--- Your goal ---
Every line from the line containing "target | cheek" through the final line below is to be repeated exactly; no other line is.

____

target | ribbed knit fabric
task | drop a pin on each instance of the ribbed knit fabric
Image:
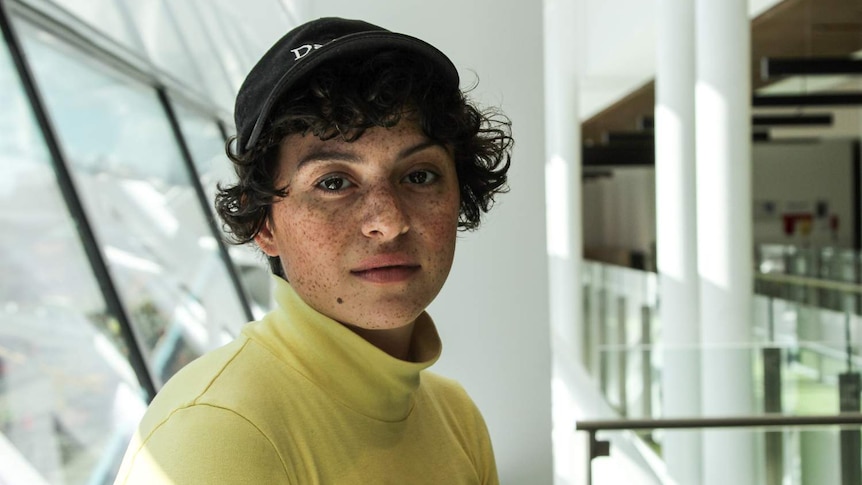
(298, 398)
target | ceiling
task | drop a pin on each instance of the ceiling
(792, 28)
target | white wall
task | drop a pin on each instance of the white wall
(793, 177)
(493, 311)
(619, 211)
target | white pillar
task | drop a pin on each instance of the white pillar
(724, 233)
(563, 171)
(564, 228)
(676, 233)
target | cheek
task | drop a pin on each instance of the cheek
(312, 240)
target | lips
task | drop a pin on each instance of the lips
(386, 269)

____

--- Result of the exercise ---
target | cheek
task | drop a pin on each instance of the cheek
(312, 240)
target | lips
task | drop a pin on each instance of the lips
(386, 269)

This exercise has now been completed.